- **WHAT IS BEING ASKED**
Write out, from the entries below, exactly the lines that run between the lines holding "Query: long blonde hair" and "Task: indicate the thumb", inclusive, and stop there.

──────── RECORDS SHOWN

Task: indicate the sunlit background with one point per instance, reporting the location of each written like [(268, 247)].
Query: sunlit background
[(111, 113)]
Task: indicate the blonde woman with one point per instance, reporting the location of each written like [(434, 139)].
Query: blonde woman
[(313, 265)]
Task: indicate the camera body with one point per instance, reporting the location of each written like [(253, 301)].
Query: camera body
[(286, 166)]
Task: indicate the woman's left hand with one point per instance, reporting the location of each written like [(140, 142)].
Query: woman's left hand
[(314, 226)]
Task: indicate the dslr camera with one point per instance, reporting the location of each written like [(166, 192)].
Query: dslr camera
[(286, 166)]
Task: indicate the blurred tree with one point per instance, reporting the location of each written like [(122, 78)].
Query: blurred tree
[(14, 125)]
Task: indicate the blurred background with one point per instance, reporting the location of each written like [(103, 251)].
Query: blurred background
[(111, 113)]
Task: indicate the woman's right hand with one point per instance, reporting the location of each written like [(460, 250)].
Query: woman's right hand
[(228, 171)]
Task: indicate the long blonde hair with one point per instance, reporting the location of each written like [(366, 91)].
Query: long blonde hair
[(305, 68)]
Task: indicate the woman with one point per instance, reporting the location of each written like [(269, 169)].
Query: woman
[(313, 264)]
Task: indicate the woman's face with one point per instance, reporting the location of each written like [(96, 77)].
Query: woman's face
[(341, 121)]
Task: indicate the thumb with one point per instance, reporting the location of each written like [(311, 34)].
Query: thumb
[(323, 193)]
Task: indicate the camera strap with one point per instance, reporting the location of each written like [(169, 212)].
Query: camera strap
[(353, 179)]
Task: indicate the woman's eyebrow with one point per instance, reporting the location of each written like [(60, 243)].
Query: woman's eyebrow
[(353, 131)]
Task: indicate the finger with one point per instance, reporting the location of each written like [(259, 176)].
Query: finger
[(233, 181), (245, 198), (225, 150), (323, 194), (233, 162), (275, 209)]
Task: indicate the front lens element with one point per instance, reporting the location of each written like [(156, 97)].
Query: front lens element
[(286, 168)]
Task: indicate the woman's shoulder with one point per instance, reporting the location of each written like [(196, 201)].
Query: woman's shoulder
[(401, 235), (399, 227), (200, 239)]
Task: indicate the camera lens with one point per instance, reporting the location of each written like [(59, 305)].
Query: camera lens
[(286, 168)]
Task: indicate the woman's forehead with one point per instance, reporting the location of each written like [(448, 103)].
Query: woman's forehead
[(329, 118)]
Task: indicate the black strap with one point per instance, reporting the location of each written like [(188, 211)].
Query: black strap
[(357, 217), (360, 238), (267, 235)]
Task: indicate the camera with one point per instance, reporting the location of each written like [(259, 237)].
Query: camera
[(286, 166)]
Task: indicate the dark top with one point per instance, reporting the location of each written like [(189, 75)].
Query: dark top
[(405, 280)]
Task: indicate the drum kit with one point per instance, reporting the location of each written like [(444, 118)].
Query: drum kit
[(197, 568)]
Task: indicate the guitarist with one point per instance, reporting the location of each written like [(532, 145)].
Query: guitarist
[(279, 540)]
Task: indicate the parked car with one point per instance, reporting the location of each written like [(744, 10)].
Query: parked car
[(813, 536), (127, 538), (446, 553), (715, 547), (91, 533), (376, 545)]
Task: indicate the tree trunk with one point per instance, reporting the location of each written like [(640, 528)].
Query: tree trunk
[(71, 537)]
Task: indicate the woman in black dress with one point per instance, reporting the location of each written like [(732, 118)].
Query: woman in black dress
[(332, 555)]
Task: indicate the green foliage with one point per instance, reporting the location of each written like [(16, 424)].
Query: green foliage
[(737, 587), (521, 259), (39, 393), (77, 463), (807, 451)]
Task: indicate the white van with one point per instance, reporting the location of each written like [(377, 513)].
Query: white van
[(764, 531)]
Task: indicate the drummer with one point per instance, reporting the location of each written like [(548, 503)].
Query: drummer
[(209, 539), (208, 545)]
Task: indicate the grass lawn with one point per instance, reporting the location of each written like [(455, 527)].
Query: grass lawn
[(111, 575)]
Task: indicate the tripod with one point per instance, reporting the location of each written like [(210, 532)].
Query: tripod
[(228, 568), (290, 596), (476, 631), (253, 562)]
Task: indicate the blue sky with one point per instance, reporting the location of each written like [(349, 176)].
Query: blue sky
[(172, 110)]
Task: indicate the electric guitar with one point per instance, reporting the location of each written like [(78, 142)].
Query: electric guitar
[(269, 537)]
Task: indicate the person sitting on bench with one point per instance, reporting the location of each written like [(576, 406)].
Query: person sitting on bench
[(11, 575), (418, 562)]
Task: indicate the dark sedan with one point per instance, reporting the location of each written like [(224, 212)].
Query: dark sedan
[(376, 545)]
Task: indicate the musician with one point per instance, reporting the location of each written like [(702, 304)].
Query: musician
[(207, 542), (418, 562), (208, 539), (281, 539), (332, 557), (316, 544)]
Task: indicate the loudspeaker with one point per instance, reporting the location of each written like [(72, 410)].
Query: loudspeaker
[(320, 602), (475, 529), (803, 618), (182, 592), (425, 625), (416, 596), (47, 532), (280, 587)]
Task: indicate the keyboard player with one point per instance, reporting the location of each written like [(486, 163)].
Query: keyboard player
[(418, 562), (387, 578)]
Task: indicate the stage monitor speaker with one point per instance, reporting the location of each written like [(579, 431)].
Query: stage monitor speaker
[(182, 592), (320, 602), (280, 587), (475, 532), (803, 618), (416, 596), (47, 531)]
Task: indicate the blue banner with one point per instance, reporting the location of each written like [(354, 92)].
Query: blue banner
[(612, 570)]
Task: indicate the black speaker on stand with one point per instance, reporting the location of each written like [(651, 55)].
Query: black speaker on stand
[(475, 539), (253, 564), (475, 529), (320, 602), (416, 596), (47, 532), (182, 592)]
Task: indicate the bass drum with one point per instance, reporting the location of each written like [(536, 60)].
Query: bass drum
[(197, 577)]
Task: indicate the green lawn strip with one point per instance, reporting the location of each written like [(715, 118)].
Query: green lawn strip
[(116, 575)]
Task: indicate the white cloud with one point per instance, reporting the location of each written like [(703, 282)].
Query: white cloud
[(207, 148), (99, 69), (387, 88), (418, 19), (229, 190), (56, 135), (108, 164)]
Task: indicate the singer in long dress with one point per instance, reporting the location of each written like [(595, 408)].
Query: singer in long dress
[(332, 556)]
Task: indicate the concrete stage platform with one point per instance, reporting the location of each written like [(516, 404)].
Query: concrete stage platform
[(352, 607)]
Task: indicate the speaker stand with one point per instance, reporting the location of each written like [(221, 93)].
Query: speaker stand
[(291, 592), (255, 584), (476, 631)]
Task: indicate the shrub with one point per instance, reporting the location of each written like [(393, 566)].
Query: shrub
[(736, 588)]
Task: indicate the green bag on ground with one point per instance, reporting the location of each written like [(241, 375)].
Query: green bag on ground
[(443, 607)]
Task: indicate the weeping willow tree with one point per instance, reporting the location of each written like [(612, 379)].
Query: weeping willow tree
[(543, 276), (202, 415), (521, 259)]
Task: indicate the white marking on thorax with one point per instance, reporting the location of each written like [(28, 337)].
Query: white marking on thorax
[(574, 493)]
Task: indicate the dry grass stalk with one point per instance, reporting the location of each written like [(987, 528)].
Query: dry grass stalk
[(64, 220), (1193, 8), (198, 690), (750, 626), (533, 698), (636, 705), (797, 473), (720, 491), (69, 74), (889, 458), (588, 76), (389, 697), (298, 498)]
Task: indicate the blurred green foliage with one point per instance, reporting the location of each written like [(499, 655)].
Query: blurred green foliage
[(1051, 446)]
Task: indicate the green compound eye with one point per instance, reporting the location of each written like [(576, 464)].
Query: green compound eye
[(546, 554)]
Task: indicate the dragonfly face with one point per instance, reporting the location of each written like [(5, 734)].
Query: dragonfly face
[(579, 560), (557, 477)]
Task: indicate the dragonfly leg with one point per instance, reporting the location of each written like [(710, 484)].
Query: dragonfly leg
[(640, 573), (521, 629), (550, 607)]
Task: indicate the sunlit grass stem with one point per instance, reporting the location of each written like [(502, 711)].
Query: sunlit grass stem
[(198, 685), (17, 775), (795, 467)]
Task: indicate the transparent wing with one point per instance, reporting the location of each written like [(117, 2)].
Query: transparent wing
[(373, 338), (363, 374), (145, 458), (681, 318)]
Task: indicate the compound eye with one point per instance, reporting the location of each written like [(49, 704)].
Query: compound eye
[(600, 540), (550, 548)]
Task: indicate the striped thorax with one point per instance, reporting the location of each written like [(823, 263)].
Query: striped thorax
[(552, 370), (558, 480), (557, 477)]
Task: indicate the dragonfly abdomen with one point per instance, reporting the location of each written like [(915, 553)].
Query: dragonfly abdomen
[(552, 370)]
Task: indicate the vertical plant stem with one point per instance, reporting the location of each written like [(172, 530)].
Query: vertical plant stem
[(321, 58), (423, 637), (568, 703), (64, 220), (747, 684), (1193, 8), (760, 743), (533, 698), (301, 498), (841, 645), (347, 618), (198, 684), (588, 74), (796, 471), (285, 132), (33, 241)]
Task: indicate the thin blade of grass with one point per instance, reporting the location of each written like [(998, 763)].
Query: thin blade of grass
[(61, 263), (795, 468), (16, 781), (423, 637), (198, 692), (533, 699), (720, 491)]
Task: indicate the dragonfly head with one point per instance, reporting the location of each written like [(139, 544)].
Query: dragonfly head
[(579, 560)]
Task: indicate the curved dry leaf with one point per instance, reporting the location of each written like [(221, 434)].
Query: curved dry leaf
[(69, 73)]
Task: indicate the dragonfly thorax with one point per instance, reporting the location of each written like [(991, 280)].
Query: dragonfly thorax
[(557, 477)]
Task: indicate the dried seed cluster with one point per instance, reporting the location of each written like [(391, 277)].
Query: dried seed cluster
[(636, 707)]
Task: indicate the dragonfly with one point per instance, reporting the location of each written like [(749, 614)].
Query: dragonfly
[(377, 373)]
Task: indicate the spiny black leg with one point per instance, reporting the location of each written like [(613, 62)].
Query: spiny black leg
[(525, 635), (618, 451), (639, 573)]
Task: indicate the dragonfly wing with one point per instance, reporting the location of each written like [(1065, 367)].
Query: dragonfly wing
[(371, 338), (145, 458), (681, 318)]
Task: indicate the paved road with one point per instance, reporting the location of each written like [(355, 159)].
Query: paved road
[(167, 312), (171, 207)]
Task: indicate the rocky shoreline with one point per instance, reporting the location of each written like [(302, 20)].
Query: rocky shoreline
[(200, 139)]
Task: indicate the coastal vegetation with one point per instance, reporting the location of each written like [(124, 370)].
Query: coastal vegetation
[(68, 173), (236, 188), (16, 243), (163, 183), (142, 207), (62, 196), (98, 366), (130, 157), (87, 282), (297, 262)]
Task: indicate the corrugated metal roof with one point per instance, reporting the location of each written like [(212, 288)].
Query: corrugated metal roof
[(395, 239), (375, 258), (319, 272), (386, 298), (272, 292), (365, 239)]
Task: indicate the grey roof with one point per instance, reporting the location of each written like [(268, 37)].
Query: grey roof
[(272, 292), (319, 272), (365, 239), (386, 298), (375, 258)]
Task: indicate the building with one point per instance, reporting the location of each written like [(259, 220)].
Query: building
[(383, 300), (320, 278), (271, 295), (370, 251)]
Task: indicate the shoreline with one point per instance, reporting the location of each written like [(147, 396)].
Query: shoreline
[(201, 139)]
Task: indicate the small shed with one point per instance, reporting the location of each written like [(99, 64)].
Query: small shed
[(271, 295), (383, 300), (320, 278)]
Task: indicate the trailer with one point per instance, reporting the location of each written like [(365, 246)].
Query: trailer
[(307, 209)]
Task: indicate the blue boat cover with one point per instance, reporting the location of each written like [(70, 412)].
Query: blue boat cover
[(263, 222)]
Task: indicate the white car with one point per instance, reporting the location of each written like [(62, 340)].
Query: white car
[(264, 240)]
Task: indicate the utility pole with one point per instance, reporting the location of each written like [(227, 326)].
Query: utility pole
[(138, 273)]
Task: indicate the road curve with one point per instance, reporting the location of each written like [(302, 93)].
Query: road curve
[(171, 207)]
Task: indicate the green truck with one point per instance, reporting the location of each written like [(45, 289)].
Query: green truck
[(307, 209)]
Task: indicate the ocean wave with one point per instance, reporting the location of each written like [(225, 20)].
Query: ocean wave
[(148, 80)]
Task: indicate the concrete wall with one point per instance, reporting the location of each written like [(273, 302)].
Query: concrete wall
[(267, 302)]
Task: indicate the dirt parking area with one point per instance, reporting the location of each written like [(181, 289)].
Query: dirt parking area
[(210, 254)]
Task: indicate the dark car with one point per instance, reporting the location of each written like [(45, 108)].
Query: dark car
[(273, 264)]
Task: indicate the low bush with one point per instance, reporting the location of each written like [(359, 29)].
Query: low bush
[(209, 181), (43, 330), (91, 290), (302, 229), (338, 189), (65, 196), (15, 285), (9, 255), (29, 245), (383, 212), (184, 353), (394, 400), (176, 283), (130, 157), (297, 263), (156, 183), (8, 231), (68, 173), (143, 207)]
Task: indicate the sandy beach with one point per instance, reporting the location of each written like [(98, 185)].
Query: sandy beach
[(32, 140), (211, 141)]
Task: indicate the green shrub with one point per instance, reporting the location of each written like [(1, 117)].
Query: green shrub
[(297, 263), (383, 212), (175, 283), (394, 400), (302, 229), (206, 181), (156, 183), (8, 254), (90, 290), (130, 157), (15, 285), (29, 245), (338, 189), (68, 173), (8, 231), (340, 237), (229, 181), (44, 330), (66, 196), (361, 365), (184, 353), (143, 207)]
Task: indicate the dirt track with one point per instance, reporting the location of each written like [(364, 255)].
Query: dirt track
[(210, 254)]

────────────────

- **SOLUTION**
Query: long blonde hair
[(305, 68)]
Task: indicate the woman with one point per instance, reporting the location of each written like [(269, 169)].
Query: woman
[(313, 264)]
Task: indicate the woman's face with one point per instance, reporting the location of each written like [(96, 77)].
Query: woman's face
[(341, 121)]
Task: indicate the thumb with one point per instance, reporting the location of each written like [(311, 34)].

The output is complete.